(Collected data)
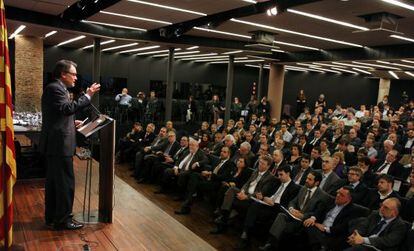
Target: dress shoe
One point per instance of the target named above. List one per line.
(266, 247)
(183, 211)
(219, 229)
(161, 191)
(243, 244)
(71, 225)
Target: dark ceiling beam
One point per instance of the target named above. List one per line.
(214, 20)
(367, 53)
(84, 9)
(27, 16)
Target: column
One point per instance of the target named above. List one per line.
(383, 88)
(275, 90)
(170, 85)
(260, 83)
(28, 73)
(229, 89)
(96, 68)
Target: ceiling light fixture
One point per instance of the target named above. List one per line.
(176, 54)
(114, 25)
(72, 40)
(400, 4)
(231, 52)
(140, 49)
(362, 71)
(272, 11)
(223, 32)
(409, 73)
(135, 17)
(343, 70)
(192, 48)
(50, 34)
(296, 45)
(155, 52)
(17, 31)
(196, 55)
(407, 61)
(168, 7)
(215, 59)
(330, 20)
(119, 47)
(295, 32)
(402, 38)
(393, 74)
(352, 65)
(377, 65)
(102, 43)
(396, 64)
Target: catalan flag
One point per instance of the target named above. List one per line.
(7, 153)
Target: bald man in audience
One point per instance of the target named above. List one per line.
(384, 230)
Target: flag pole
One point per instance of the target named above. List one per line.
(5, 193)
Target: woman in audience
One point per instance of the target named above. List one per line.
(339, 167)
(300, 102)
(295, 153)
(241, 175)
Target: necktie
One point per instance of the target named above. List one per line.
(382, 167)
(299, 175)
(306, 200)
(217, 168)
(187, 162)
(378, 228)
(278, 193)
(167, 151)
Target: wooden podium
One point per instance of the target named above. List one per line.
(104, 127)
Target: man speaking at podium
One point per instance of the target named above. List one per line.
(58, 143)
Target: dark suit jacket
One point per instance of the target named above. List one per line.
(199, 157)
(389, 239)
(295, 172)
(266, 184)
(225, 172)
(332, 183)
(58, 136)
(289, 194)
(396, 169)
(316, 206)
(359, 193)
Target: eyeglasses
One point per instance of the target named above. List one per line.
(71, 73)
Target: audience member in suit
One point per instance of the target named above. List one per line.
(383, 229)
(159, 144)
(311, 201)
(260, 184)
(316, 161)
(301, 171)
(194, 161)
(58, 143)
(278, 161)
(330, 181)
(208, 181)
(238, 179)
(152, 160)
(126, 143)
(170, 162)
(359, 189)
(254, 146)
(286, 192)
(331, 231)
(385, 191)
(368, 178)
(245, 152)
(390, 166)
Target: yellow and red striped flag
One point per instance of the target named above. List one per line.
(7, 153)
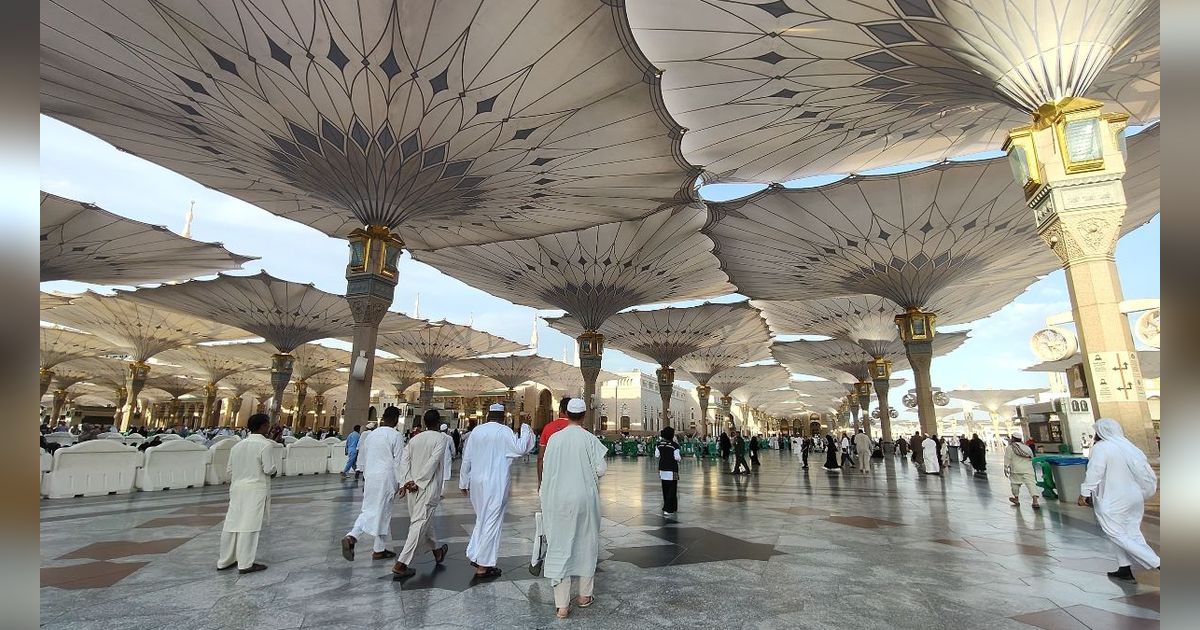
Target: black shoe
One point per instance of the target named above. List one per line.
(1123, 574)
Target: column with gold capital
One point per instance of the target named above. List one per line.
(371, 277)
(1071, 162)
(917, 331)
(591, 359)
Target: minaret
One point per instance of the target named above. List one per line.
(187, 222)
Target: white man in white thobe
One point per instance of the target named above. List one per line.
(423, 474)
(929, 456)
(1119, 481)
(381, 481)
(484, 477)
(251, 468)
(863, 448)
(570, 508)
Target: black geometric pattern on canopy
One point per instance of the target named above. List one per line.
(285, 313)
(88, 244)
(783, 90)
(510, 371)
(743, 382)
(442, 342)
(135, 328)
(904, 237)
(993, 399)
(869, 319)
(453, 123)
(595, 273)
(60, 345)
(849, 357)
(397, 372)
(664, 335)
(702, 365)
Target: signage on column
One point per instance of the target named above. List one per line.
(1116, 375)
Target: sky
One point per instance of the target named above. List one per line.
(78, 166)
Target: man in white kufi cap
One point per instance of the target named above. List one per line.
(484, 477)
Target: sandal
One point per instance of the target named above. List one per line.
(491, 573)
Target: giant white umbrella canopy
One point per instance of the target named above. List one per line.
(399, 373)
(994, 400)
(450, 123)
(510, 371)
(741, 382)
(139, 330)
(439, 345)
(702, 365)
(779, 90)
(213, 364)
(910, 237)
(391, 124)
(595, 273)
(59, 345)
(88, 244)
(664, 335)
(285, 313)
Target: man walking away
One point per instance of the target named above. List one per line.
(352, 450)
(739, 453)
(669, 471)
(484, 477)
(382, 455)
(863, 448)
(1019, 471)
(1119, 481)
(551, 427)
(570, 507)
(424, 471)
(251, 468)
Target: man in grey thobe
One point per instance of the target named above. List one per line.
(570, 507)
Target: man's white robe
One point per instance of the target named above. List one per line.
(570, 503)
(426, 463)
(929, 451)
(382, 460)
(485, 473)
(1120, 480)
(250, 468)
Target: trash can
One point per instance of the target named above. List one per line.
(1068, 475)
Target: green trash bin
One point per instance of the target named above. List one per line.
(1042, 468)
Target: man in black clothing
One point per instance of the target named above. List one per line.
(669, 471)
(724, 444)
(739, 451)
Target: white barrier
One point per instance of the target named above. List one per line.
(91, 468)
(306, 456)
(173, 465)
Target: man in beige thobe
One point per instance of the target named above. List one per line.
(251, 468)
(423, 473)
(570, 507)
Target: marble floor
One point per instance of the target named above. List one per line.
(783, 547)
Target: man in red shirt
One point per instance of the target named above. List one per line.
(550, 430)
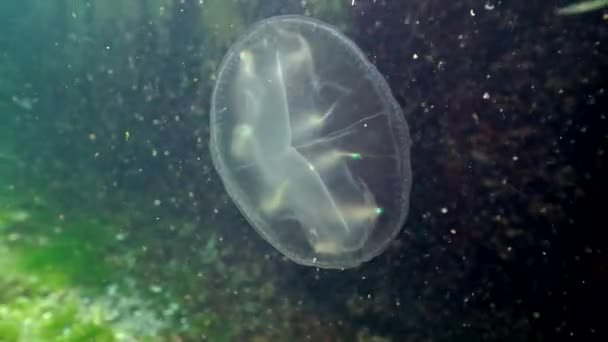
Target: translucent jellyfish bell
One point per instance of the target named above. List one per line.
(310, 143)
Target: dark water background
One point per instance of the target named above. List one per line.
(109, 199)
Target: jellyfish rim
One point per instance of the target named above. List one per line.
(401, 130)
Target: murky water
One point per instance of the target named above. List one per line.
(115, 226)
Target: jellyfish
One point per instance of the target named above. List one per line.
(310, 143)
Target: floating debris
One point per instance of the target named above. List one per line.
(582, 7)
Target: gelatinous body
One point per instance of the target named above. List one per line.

- Task instructions -
Copy out each record shown above without alteration, skipping any picture.

- Answer to this task -
Target: dress shoe
One point per instance of the target named above. List one per line.
(266, 247)
(183, 211)
(219, 229)
(161, 191)
(243, 244)
(71, 225)
Target: dark ceiling beam
One point per instance of the target named above. List one per line.
(214, 20)
(367, 53)
(84, 9)
(27, 16)
Target: column
One point per instance of the target named above. List one per line.
(383, 88)
(275, 90)
(170, 85)
(260, 83)
(28, 73)
(229, 89)
(96, 68)
Target: ceiling light fixture
One point per instance of the target named above. List one per line.
(176, 54)
(114, 25)
(72, 40)
(400, 4)
(231, 52)
(140, 49)
(362, 71)
(272, 11)
(223, 32)
(409, 73)
(135, 17)
(343, 70)
(192, 48)
(50, 34)
(296, 45)
(155, 52)
(17, 31)
(196, 55)
(407, 61)
(168, 7)
(215, 59)
(330, 20)
(119, 47)
(295, 32)
(402, 38)
(393, 74)
(352, 65)
(377, 65)
(102, 43)
(396, 64)
Target: catalan flag
One point per instance of the target named above. List one per line.
(7, 153)
Target: bald man in audience
One point per instance of the target named above. List one per line.
(384, 230)
Target: flag pole
One point per instance of the target named above. List one per line.
(5, 193)
Target: woman in audience
One point per instance of the target named above. List one per line.
(339, 167)
(300, 102)
(295, 153)
(241, 175)
Target: necktie
One point per instance of the target named above. List one per line.
(382, 167)
(299, 175)
(306, 200)
(217, 168)
(187, 162)
(378, 228)
(278, 193)
(167, 151)
Target: wooden podium
One point per instance of the target named above. List one per line.
(104, 127)
Target: man speaking at podium
One point per instance of the target named above. List one per line.
(58, 143)
Target: dark suit jacket
One point per instance of the target named above. List one per line.
(199, 157)
(389, 239)
(295, 172)
(266, 184)
(225, 172)
(332, 183)
(58, 136)
(289, 194)
(396, 169)
(316, 206)
(359, 193)
Target: eyeglasses
One point per instance of the target named above. List one per line.
(71, 73)
Target: audience member in suit
One point per instance of the target named above. List one per line.
(383, 229)
(159, 144)
(311, 201)
(260, 184)
(316, 161)
(301, 171)
(194, 161)
(58, 143)
(278, 161)
(330, 181)
(208, 181)
(238, 179)
(152, 160)
(126, 143)
(170, 162)
(359, 189)
(254, 146)
(286, 192)
(331, 231)
(385, 191)
(368, 178)
(245, 152)
(390, 166)
Target: yellow and red striped flag
One point per instance of the target named above. List one per line.
(7, 153)
Target: black shoe
One point per instance of the target named above. List one per line.
(1123, 574)
Target: column with gold capital
One point per instance of the target named above. List one per line.
(371, 277)
(1071, 162)
(917, 331)
(591, 359)
Target: minaret
One point per instance of the target named above. List one per line.
(187, 222)
Target: white man in white thobe
One point per instance of the target named above. List one per line.
(423, 474)
(929, 456)
(1119, 481)
(381, 481)
(484, 477)
(251, 468)
(863, 448)
(570, 508)
Target: black geometric pattern on canopy
One point per instance of the target named above. List one per line.
(285, 313)
(88, 244)
(783, 90)
(510, 371)
(743, 382)
(442, 342)
(135, 328)
(904, 237)
(993, 399)
(869, 319)
(453, 123)
(595, 273)
(60, 345)
(849, 357)
(397, 372)
(664, 335)
(702, 365)
Target: signage on column
One point per instance of the target named above. List one per line.
(1116, 375)
Target: sky
One point per instance of the target named above. List one per line.
(78, 166)
Target: man in white kufi cap
One point per instance of the target named above. List one per line.
(484, 477)
Target: sandal
One point per instance of the target named above. List one per line.
(491, 573)
Target: giant white umbrella canopy
One point per instance of the target named above. List one per line.
(399, 373)
(994, 400)
(450, 123)
(510, 371)
(741, 382)
(139, 330)
(439, 345)
(702, 365)
(779, 90)
(213, 364)
(910, 237)
(391, 124)
(595, 273)
(59, 345)
(88, 244)
(664, 335)
(285, 313)
Target: man walking away
One point per instance of the target named above. List one per line.
(352, 450)
(739, 453)
(669, 471)
(484, 477)
(382, 455)
(863, 448)
(1019, 471)
(1119, 481)
(551, 427)
(570, 507)
(424, 471)
(251, 468)
Target: man in grey thobe
One point per instance of the target named above. List one per line.
(570, 507)
Target: man's white robe
One point per instance of the target named above. List one per line.
(570, 503)
(426, 463)
(929, 451)
(382, 460)
(485, 473)
(1120, 480)
(250, 468)
Target: trash can
One point per instance of the target named above. List one per line.
(1068, 475)
Target: green trash bin
One point per instance of the target named above. List one per line.
(1042, 468)
Target: man in black clothing
One point per instance of the target named above. List one per line.
(669, 471)
(724, 444)
(739, 451)
Target: white barrier
One point per instance of the target named above. List one per line.
(91, 468)
(306, 456)
(173, 465)
Target: man in beige thobe
One point per instance of the target named above. List one per line.
(251, 468)
(423, 473)
(570, 507)
Target: marble floor
One point per instance of the target named above. List one per line.
(783, 547)
Target: man in red shirt
One point per instance of the target named above. List one per line.
(550, 430)
Target: translucent jellyfish bell
One point per instance of the target named above. List one per line.
(310, 143)
Target: dark water background
One point per instance of the target named above. List one per line.
(109, 199)
Target: jellyfish rim
One point per instance of the target named above. List one per line.
(401, 130)
Target: murky water
One point per instance of the target named above. List one per line.
(115, 226)
Target: jellyfish
One point per instance of the target named above. List one per line.
(310, 143)
Target: floating debris
One point per instance of the target named above. List one per line.
(582, 7)
Target: gelatinous body
One point per instance of the target named above. List one per line.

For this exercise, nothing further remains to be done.